■ Problem details
Give the data a second time, exactly and in full.

[Items listed in a dataset]

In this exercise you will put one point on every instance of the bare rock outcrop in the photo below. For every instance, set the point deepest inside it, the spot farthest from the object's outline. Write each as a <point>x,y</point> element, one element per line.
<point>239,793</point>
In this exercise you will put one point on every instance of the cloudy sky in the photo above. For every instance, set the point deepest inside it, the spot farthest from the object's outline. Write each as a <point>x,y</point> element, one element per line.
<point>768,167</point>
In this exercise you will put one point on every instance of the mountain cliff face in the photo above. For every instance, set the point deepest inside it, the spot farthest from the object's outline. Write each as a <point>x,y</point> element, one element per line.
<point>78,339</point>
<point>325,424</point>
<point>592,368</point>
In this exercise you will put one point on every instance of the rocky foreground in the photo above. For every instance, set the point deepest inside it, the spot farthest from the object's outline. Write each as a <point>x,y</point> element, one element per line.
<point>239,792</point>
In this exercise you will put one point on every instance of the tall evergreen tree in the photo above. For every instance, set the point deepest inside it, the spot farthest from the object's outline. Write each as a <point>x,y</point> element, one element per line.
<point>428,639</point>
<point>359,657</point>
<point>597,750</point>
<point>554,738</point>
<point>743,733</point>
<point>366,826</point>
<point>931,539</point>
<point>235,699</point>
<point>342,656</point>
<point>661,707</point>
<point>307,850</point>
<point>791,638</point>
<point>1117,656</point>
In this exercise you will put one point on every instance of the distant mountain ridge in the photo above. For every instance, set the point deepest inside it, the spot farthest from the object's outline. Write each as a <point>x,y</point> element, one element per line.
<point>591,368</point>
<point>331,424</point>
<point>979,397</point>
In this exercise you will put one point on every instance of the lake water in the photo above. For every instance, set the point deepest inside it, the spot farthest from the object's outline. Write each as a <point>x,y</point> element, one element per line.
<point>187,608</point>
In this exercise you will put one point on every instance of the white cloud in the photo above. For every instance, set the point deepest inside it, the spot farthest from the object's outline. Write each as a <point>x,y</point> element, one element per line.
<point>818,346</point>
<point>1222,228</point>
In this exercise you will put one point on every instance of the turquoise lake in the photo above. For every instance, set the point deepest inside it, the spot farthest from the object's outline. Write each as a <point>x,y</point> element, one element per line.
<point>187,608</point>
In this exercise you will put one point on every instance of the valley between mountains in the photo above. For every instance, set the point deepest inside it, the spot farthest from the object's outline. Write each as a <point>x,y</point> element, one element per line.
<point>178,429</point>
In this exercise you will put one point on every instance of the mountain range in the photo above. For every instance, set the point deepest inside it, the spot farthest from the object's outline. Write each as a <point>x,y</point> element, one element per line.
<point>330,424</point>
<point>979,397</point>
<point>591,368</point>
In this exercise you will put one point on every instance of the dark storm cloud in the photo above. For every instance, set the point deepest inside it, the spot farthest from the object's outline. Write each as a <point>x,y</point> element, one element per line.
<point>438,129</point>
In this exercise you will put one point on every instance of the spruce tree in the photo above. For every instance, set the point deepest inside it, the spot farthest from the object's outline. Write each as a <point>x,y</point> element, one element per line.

■ Finished exercise
In this exercise you will put one point on every instance of the bare rock outcrop in the photo below. For every instance, set the point deepest inside it, the spot farthest from the object's outline. Write each as a <point>x,y</point> element, one element per line.
<point>239,793</point>
In this exercise you will put one point on every instance of the cloudy sky in the photo above. For every instance, set the point deepest inside it, the spot farthest from the object's outline. Write each as a <point>x,y</point> element, one element per line.
<point>768,167</point>
In this exercise you will put one point on every instance of the mountain cliff face in the photo above. For every instance, set the point deepest inside it, the spot farthest from the object's outline. Write each as a <point>x,y</point> element, one element per line.
<point>78,339</point>
<point>325,424</point>
<point>592,368</point>
In this exercise you will put one point on every instance of the rocky foreground in the photo above. For every instance, set the point deepest inside it, the spot farthest from the object's outline. Write each as a <point>x,y</point> element, one element per line.
<point>239,792</point>
In this exercise you will put one point on every instance of the tall evergreen tree in the photo above. For every instance, set the point deepest inside it, the spot farthest from the object's outline. Write each as a <point>x,y</point> element, one element per line.
<point>428,639</point>
<point>359,657</point>
<point>597,750</point>
<point>554,738</point>
<point>743,733</point>
<point>366,826</point>
<point>931,539</point>
<point>235,699</point>
<point>342,656</point>
<point>661,707</point>
<point>307,850</point>
<point>791,638</point>
<point>1117,656</point>
In this exercise you will put one point on every instance of the distant mountain ridge in the photo above. For every instance, set the point deepest inside it, the spot farthest from the object's outline. Write each as a <point>x,y</point> element, one element per line.
<point>591,368</point>
<point>331,424</point>
<point>979,397</point>
In this exercise you will put one point on every instance of the lake water in the photo above. For every instance, set the point deepest inside it, the spot farthest from the object's outline. Write each as a <point>x,y</point> element, one element per line.
<point>187,608</point>
In this exercise you will put one point on every instance of the white cloud in the photo above. For every instance, set the point deepest inside it, the spot farthest from the object's outline. Write each as a <point>x,y</point> element, one element per line.
<point>818,346</point>
<point>1222,228</point>
In this exercise you will put one point on every instance of the turquoise lake in the photo above. For every instance, set the point deepest inside it, the spot farthest from the object's outline. Write each as a <point>x,y</point> element, one element per line.
<point>187,608</point>
In this exercise you will put one point on every instance of the valley between mountains in the photo above. For every instance, set the point deepest inside it, the spot farthest from the object's outline. Write each as a <point>x,y</point> element, one element per line.
<point>178,429</point>
In this exercise you will put one point on every instance of the mountain range in the photo above. For every instance, set the point deepest inside it, the spot farthest from the object's outline. Write each as a <point>x,y</point> element, one element per line.
<point>330,424</point>
<point>979,397</point>
<point>591,368</point>
In this exercise you will put one point on every instance of the dark storm cloud in the photo above. For every instance, set the point deepest inside it, the spot farthest from the object's outline. Write each as a <point>x,y</point> element, one element per line.
<point>438,129</point>
In this exercise you will put one point on every instance of the spruce tree in the photo above. For every instance, set the point deepest inside it, the spot farthest from the object's outline. Write each as a <point>x,y</point> element, one element per line.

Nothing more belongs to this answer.